• **OBIETTIVO DELL'ESERCIZIO**:
Prosegui il testo sul mercato delle proteine vegetali nell'UE a partire dall'ultima frase riportata.

• **ESTRATTO DEL DOCUMENTO**:
La Commissione Europea ha reso noto di aver pubblicato una serie di schede informative che offrono una panoramica completa sul mercato delle proteine vegetali nell’UE, affrontando temi come offerta, domanda e interventi della PAC. Il settore delle colture seminative dell’UE ha fornito, nel periodo 2023-24, 64 milioni di tonnellate di proteine grezze, principalmente derivanti da foraggi e cereali, mentre i legumi secchi ne rappresentano solo 1,1 milioni, un volume che non soddisfa pienamente le esigenze interne di alimenti, mangimi e prodotti industriali, costringendo l’UE a importare ben 19 milioni di tonnellate di proteine vegetali, soprattutto di soia e farina di soia.
Con la Dichiarazione di Versailles, il Consiglio Europeo ha sottolineato l’urgenza di rafforzare la produzione di proteine vegetali a livello comunitario e tramite le schede informative la Commissione prova a supplire a tali carenze.
La prima scheda evidenzia che i foraggi rappresentano la principale fonte proteica di origine UE, mentre la colza è la pianta più ricca di proteine coltivata localmente. Tuttavia, l’uso di proteine importate rimane fondamentale, specialmente per i mangimi destinati agli allevamenti.

• **CONTENUTO DEI RECORD**:

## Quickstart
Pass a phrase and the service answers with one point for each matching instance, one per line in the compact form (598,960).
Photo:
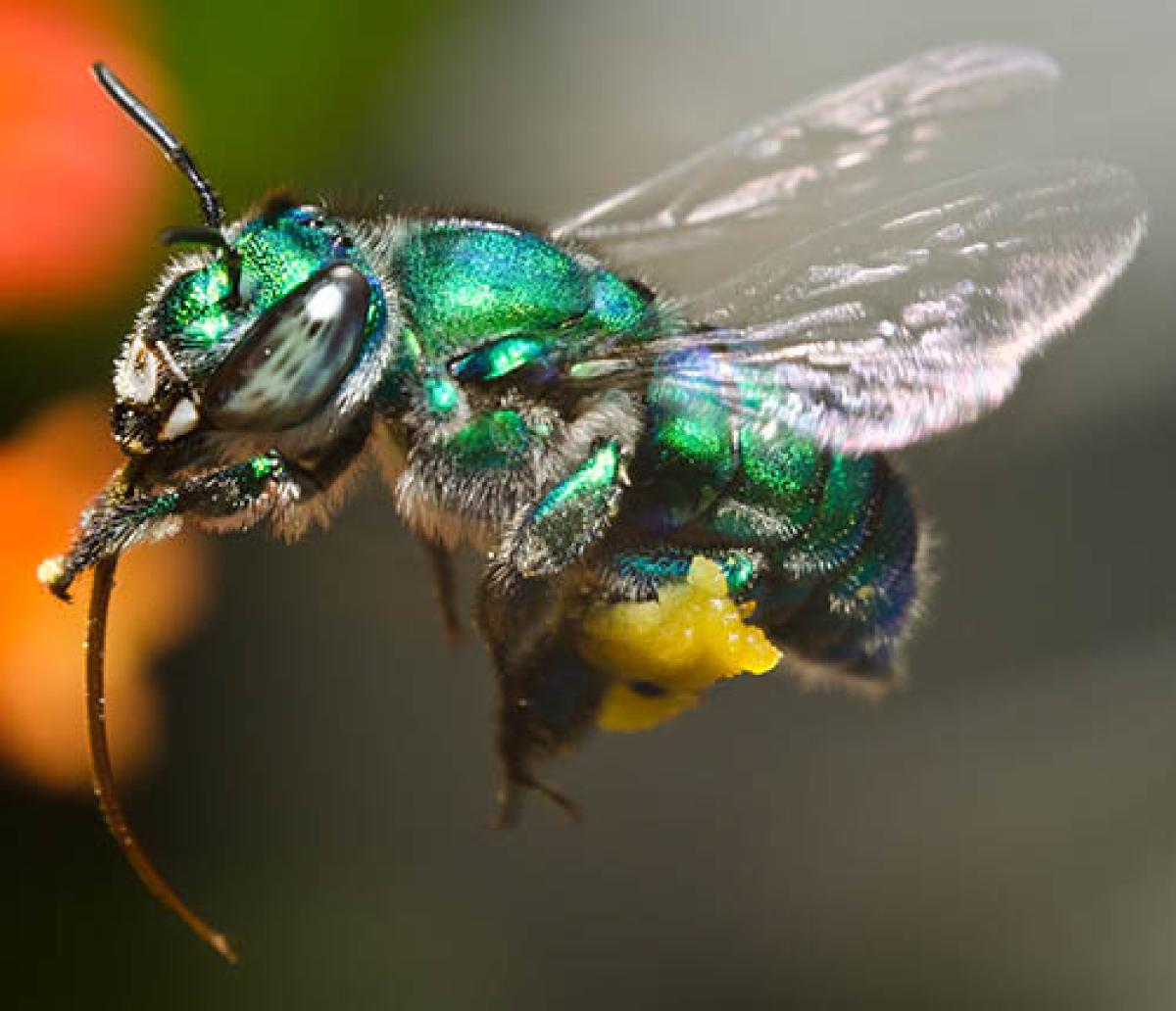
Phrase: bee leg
(446,588)
(547,695)
(240,495)
(570,517)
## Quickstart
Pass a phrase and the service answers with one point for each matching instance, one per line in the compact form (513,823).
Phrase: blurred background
(311,763)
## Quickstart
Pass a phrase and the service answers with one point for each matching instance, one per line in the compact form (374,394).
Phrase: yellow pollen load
(663,653)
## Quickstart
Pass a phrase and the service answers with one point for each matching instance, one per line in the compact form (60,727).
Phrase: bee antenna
(211,209)
(104,775)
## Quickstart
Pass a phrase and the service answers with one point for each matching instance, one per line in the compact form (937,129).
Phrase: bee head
(254,333)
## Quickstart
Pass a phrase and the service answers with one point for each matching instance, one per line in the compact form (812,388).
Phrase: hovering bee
(641,456)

• **RISPOSTA ALL'ESERCIZIO**:
La Politica Agricola Comune (PAC) svolge un ruolo centrale per ridurre la dipendenza dalle importazioni, incentivando colture leguminose attraverso aiuti accoppiati e schemi eco-sostenibili. Quasi tutti gli Stati membri hanno pianificato interventi per promuovere l’inclusione di colture proteiche nei sistemi colturali, apprezzando i benefici ambientali che ne derivano.
Un ulteriore elemento strategico è l’innovazione. Dal 2015, l’UE ha investito 644 milioni di euro in 125 progetti di ricerca, attraverso Horizon 2020 e Horizon Europe, per sviluppare sistemi agricoli più competitivi e sostenibili. Questi progetti mirano a migliorare l’uso delle proteine nel settore zootecnico e a incentivare colture alternative. In parallelo, il Centro Comune di Ricerca europeo sta studiando sinergie e compromessi per una transizione verso un sistema proteico più sostenibile, in cui la resilienza produttiva possa gradualmente sostituire la dipendenza dall’importazione.